→ OBJECTIVE
Could you format the listing below as a numbered list, skipping any blank lines and leaving the pictures out?

→ Point placement records
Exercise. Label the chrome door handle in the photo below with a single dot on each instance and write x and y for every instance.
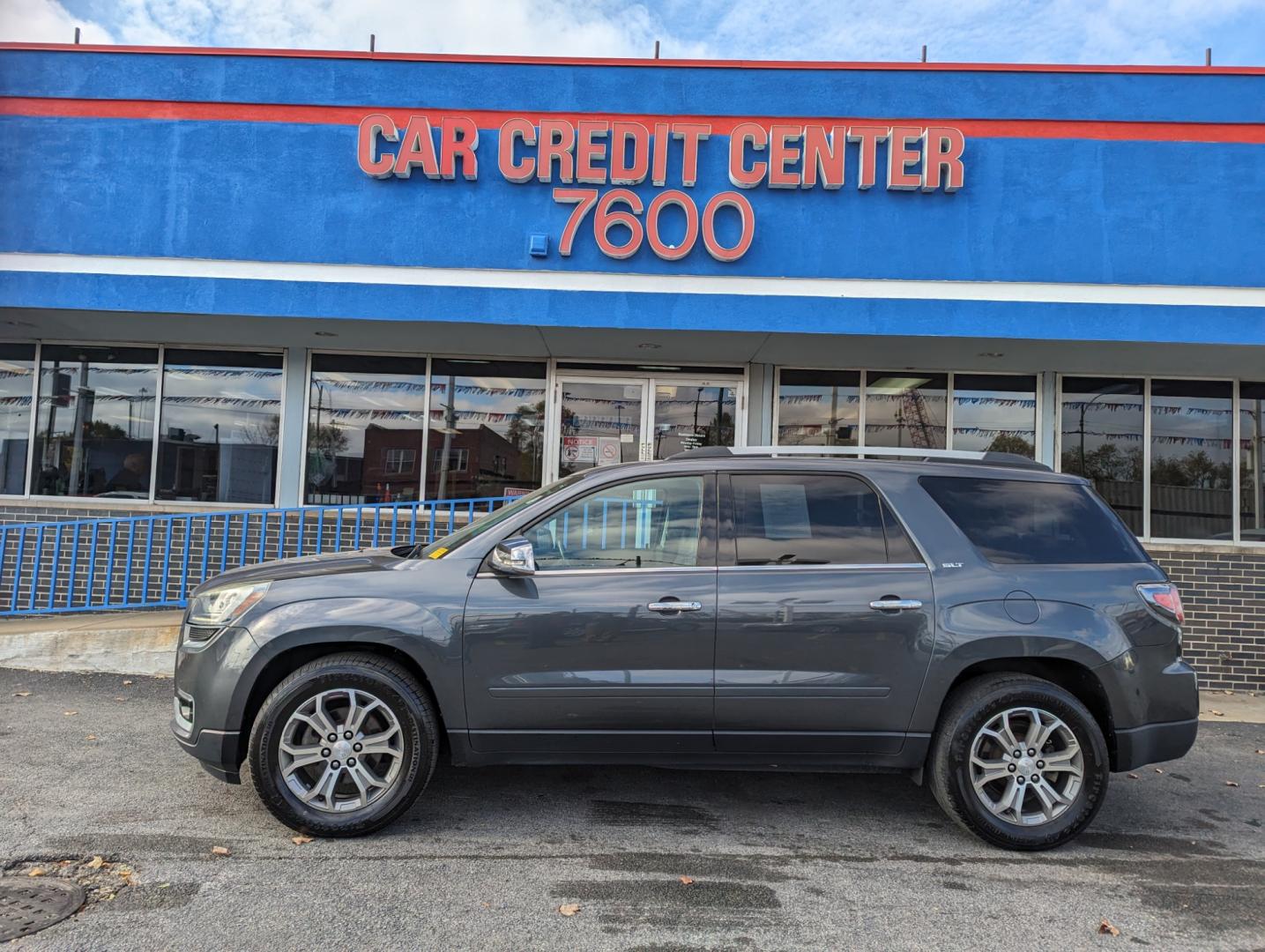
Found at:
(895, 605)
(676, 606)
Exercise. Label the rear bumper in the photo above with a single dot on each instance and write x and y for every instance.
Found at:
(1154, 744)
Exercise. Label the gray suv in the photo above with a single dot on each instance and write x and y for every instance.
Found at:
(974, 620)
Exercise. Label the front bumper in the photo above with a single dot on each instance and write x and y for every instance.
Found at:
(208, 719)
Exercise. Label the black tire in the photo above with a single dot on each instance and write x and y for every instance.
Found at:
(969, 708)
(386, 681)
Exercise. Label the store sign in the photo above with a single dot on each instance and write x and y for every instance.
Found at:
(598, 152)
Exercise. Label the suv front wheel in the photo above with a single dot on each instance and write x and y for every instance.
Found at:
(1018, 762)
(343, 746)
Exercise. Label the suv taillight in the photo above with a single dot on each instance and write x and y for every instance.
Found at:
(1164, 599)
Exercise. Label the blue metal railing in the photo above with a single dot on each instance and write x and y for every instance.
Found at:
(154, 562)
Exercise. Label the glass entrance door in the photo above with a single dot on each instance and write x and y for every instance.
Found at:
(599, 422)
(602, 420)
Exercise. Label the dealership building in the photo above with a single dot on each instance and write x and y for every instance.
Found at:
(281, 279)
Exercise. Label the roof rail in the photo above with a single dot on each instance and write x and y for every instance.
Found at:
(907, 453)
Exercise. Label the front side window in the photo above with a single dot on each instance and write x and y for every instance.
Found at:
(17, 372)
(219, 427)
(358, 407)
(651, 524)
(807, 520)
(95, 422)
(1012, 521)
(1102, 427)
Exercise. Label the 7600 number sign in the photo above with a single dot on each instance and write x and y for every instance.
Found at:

→ WORKED SOLUTION
1. Exercise. Label the chrome door handle in the photo below with a single dot on each instance and write x and y for every instance.
2. Found at:
3. (895, 605)
4. (676, 606)
5. Exercise. Label the rear bumper in the photo above with a single dot on each instance and write x and y for every instance.
6. Found at:
7. (1154, 744)
8. Exercise. Label the gray suv in the photo above with a single dot on each instance and write x and y for every instance.
9. Found at:
10. (974, 620)
11. Exercise. Label the front bumper in the photo above with a single dot on each instance and write x and y for every instance.
12. Found at:
13. (208, 719)
14. Exercise. Label the black tire in the photo above with a single dot on each instance and write x and y for every instance.
15. Found at:
16. (969, 708)
17. (386, 681)
18. Exercise. Label the store sign in the photo above with a single dot on each instance and write x and y for every instance.
19. Found at:
20. (598, 152)
21. Exercise. Label the suv front wheel in the photo above with a single dot on each instance and write x and y for every instance.
22. Found at:
23. (1018, 762)
24. (343, 746)
25. Exercise. Label the suv taillight in the photo above with a single dot on each instance and write x and y for every instance.
26. Found at:
27. (1164, 599)
28. Exercise. Label the blue metal railing in the photo above with a single dot on each instance and write x and y for every instance.
29. Found at:
30. (154, 562)
31. Exercise. Label the glass entrance door in the photo above with a single dot on each instance and write x and y for every instance.
32. Found at:
33. (599, 422)
34. (602, 420)
35. Exercise. Label the dealership building in the photo above with a single dot on each instance and write x and y for every instance.
36. Found at:
37. (281, 279)
38. Exercise. Label the roof rail in the photo above with a single dot on each instance and write x and y for every instance.
39. Found at:
40. (907, 453)
41. Exercise. Label the front side window in the photo above with a single dot on each instance and write x and y for every instance.
42. Found at:
43. (17, 372)
44. (219, 427)
45. (358, 407)
46. (651, 524)
47. (807, 520)
48. (95, 422)
49. (1012, 521)
50. (1102, 427)
51. Exercise. Label the 7600 number sign in the photo above with a single dot on each instance and write x and y for every instance.
52. Found at:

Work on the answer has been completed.